TASK STATEMENT
Retype, word for word, each line between the lines holding "the wall-mounted light" and "Query: wall-mounted light fixture", inclusive, and leave the rest of the data alone.

RECORD EXTRACTS

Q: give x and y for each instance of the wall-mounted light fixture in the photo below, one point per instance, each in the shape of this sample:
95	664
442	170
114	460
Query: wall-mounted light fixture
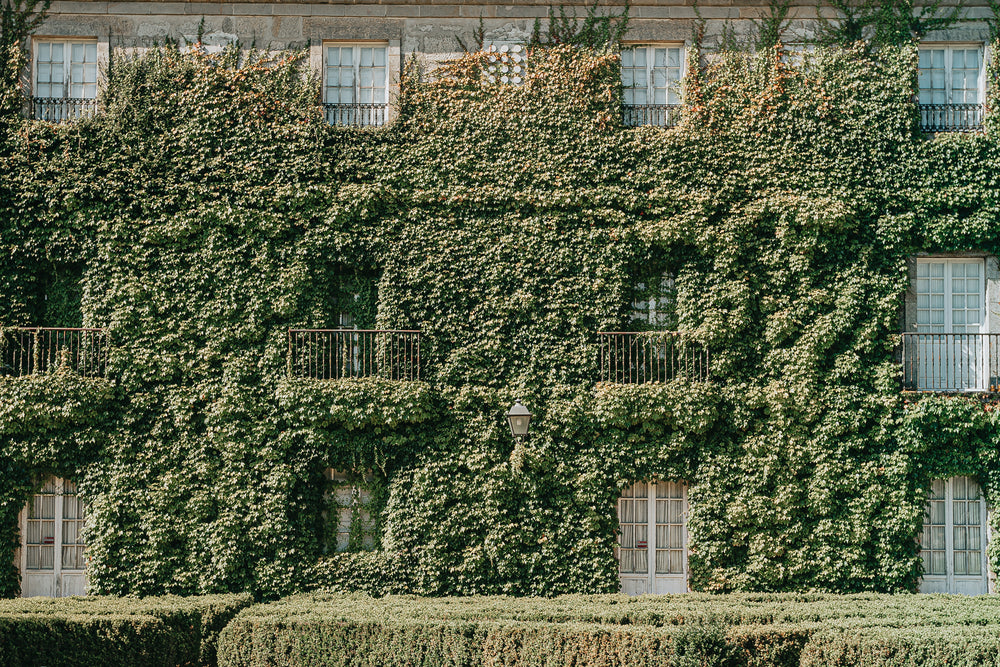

--

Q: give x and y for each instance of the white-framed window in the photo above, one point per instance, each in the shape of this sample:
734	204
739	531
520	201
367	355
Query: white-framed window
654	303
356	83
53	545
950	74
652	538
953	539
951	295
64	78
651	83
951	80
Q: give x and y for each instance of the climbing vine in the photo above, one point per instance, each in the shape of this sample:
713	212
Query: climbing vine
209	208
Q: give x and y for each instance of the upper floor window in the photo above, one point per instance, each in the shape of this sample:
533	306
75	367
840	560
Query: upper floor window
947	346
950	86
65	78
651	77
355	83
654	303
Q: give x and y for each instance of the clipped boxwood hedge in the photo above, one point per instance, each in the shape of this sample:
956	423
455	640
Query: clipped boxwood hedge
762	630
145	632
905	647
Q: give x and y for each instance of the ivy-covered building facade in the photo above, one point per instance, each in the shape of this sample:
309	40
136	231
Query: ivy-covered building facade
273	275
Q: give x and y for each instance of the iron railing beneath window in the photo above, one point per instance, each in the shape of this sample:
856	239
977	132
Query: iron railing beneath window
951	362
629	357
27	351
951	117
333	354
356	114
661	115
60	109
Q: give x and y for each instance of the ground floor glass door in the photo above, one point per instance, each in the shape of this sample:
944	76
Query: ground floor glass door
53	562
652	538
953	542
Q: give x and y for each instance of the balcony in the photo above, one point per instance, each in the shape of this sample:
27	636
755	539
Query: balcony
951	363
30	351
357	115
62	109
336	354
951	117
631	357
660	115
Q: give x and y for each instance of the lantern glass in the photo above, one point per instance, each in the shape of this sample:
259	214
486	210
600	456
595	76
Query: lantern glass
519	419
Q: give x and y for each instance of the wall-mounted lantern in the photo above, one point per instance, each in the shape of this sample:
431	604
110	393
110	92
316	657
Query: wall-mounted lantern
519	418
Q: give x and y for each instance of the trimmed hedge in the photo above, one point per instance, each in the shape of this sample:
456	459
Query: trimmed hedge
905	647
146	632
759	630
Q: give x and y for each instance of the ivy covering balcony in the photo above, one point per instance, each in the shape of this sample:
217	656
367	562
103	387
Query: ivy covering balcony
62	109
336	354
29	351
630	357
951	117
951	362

* * *

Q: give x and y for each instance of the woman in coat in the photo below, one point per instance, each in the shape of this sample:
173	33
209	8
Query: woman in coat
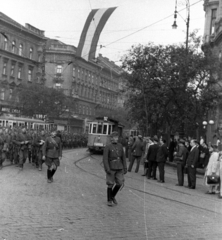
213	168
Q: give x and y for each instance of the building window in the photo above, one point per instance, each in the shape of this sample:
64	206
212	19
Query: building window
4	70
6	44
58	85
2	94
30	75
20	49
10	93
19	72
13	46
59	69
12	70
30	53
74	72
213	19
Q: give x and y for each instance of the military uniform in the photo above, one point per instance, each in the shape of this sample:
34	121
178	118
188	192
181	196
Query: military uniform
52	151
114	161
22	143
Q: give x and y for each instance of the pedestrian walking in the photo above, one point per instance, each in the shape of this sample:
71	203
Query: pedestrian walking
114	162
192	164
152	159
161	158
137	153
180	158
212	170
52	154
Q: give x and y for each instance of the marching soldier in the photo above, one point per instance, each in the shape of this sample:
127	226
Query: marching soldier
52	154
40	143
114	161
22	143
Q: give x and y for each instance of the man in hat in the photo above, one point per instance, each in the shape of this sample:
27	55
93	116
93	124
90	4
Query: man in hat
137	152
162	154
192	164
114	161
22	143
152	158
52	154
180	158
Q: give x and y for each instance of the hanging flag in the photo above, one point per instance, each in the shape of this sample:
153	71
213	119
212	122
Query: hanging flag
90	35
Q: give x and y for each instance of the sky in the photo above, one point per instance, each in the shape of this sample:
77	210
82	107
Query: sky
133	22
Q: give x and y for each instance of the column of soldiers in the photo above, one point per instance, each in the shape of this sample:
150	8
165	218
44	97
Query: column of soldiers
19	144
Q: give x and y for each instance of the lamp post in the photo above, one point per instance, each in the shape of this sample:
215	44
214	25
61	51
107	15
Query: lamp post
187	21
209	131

RESULT
Q: give x and y for each instance of the wall-mounted light fixture in the photo below, one point per instance, each in the shape of this sample:
95	664
442	170
114	460
Query: wall-mounted light fixture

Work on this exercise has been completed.